» SOURCE:

- - -

The hidden costs of Amazon AWS and Azure data transfers
The development team at Adobe accidentally blew $80k in just one day while running a single computing job on Azure a couple of years ago. The mistake wasn’t spotted for a week, by which point the bill had skyrocketed to $500,000!
Adobe aren’t the only company to be blindsided by unexpected data costs. Last year, Pinterest (which had paid in advance for a fixed capacity with Amazon Web Services) saw a 41% spike in their costs as users flocked to the online scrapbook during the holidays. This meant Pinterest had to buy additional capacity at a much higher cost. Around the same time, Capital One also saw a 73% hike in their costs for the same seasonal reason.
If even these companies with extensive budgets and large IT teams can fall foul of hidden data costs, the impact these costs can have on SMEs and other organisations could be devastating.

- - -

» DATASET EXCERPTS:
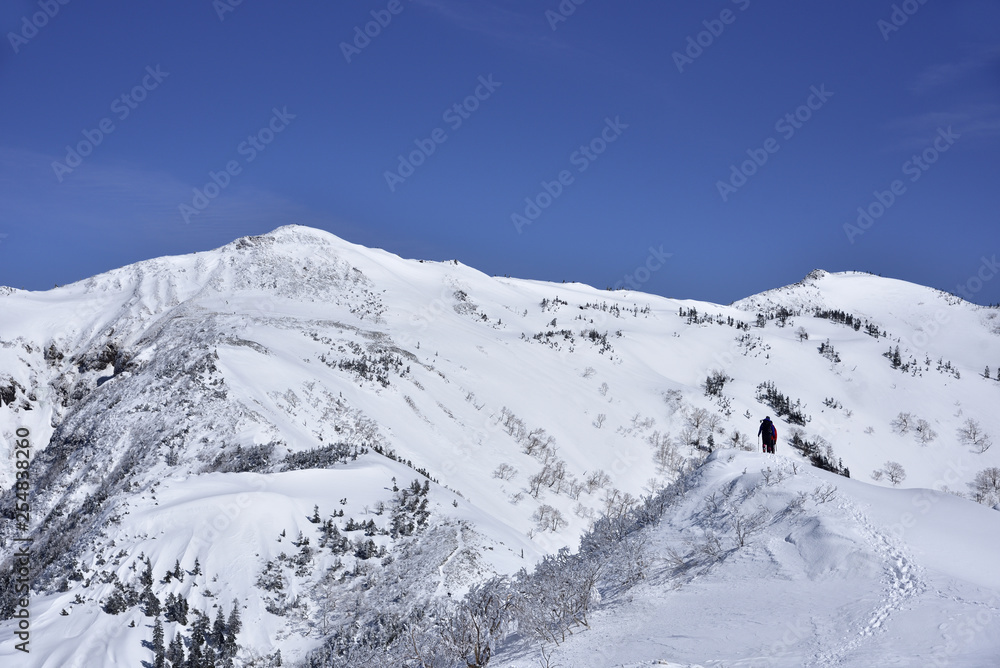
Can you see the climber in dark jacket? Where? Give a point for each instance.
(768, 434)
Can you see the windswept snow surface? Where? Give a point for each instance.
(840, 573)
(203, 407)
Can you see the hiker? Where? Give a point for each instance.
(768, 434)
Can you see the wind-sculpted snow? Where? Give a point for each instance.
(347, 443)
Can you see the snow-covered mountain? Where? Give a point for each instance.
(335, 441)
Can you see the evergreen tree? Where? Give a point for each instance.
(219, 629)
(151, 603)
(159, 657)
(175, 653)
(146, 578)
(233, 624)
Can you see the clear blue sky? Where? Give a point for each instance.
(664, 121)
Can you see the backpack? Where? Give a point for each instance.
(773, 435)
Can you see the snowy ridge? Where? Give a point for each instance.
(323, 428)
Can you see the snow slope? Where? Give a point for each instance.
(172, 403)
(835, 575)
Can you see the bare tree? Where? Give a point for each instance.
(972, 434)
(903, 423)
(504, 471)
(986, 487)
(924, 432)
(480, 623)
(895, 472)
(665, 454)
(548, 518)
(597, 480)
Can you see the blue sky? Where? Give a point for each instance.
(703, 150)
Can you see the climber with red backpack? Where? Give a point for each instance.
(768, 434)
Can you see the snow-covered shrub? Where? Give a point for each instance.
(972, 434)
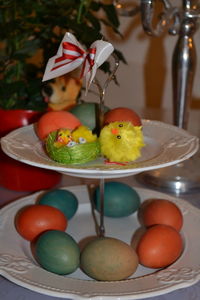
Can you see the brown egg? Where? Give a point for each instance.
(108, 259)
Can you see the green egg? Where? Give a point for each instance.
(64, 200)
(57, 252)
(120, 200)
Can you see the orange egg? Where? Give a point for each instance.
(159, 246)
(32, 220)
(122, 114)
(54, 120)
(160, 211)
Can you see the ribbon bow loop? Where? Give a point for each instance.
(72, 55)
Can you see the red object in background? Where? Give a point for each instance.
(15, 175)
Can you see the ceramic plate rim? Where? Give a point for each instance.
(186, 279)
(78, 170)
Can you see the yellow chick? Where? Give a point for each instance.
(63, 138)
(83, 135)
(121, 141)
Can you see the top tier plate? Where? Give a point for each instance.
(165, 145)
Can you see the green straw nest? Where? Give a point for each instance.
(78, 154)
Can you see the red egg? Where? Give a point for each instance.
(55, 120)
(160, 211)
(159, 246)
(31, 221)
(122, 114)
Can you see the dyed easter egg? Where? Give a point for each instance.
(120, 200)
(32, 220)
(108, 259)
(122, 114)
(159, 246)
(64, 200)
(57, 252)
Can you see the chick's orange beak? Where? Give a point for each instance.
(115, 131)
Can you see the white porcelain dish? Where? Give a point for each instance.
(18, 265)
(165, 145)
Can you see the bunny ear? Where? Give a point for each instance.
(103, 51)
(69, 57)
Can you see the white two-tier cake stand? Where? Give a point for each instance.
(165, 145)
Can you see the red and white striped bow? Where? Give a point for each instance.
(72, 55)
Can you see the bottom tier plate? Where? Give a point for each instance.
(18, 265)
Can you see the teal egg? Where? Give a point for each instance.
(64, 200)
(120, 200)
(57, 252)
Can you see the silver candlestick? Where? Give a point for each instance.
(184, 22)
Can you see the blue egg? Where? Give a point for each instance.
(61, 199)
(57, 252)
(120, 200)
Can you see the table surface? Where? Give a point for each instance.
(11, 291)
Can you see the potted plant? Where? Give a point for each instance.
(30, 34)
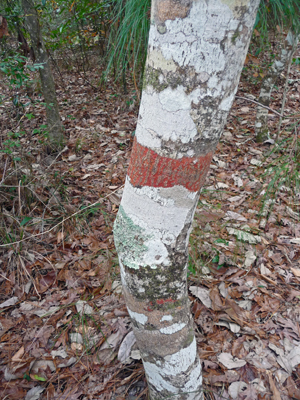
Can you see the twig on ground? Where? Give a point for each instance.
(61, 222)
(259, 104)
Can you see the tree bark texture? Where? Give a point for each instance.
(195, 56)
(55, 127)
(268, 82)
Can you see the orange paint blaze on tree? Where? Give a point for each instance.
(147, 168)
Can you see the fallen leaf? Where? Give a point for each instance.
(229, 361)
(34, 393)
(126, 346)
(276, 394)
(202, 294)
(18, 355)
(236, 388)
(10, 302)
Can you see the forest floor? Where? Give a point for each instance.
(64, 327)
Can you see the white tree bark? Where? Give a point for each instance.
(195, 56)
(268, 82)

- - -

» WORK TO DO:
(1) Starting at the entry line that contains "Can you see the white tree" and ending at the last line of the entries, rewrite those lines, requests included, shifting each point's coordinates by adding 58 to both numbers.
(2) Go on with the article on the hidden costs of AWS and Azure data transfers, picking up after its final sentence.

» TASK RESPONSES:
(1)
Can you see the white tree bark? Where? Give a point for each instance.
(253, 114)
(326, 140)

(2)
The explosion of cloud computing, multiple integrations and the surge of demand for data storage in the cloud, means even small enterprise businesses now have a significant data transfer requirement. This means that data transfer costs need to be factored into an organisation’s overall IT spend for budgeting purposes. But with a rapidly diversifying marketplace for cloud solutions, staying on top of these costs and how to work them out can be difficult.
In this blog, we hope to demystify these costs, point out some of the hidden costs that can quickly mount up, and help you make an informed decision about the right cloud solution for your business.
Budgeting for data costs
Whether you’re regularly backing up data between systems or securely exchanging large volumes of data between organisations, there are a number of things to consider when choosing the right cloud storage and cloud backup solutions.
You’d think it would be easy to compare different prices. But when you dig down into the hidden costs of data transfer, the complexity can feel like somewhat of a minefield. This is further exacerbated by the complexity of pricing structures even within a single supplier model – they many contain hidden costs and pitfalls.
Let’s start with the overall pricing structures for two big players: Azure and Amazon Web Services. Both Azure and AWS have a free offer within their pricing tiers to help you get started, but ultimately before you invest time in any single provider, it’s a good idea to understand all of the elements to their pricing structures so you don’t get caught out later on down the line.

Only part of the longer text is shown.